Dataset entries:
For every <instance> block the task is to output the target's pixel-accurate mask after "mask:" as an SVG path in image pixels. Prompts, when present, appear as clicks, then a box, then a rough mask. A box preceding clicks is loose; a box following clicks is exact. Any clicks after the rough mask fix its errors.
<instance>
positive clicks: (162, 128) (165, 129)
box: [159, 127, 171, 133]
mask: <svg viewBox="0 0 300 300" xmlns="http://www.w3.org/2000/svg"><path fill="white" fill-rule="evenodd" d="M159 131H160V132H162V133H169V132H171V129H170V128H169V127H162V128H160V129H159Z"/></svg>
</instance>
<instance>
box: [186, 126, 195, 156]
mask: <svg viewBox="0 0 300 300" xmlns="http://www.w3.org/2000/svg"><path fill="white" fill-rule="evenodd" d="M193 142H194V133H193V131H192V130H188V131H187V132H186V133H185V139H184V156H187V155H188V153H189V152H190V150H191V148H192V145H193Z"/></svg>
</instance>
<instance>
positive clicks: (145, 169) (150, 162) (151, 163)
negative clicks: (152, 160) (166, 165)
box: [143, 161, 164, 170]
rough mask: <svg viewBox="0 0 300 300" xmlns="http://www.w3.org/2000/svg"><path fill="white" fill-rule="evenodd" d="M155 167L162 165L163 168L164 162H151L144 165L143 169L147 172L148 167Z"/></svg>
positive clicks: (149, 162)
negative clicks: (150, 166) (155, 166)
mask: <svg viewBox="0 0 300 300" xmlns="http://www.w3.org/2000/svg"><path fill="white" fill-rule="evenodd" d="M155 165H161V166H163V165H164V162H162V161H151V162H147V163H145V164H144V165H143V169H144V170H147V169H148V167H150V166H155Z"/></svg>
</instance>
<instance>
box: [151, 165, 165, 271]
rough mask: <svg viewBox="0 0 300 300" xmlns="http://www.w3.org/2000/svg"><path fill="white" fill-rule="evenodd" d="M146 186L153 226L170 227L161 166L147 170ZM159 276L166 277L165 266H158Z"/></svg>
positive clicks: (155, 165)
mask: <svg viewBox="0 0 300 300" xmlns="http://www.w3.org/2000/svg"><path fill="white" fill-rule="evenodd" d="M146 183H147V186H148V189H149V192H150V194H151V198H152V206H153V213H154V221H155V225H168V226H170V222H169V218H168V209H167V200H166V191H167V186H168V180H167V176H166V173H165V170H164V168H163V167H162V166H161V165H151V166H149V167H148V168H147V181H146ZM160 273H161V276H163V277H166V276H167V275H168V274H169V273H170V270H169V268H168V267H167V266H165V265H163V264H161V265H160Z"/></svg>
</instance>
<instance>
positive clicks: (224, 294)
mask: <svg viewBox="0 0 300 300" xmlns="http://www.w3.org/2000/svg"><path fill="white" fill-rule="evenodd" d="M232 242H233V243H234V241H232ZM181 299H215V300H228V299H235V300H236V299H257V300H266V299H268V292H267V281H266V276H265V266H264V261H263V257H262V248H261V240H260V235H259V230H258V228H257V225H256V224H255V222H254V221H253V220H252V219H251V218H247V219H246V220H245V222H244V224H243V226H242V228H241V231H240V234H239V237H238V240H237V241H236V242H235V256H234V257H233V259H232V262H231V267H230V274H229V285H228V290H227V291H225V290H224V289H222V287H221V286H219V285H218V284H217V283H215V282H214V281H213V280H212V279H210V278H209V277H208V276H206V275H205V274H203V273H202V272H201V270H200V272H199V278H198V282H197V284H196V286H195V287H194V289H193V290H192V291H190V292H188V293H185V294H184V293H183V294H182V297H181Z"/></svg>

*Your objective*
Select and copy each line of the listing above that contains the word "negative". Matching is case-sensitive.

*Problem solution*
negative clicks: (152, 160) (166, 165)
negative clicks: (150, 166) (155, 166)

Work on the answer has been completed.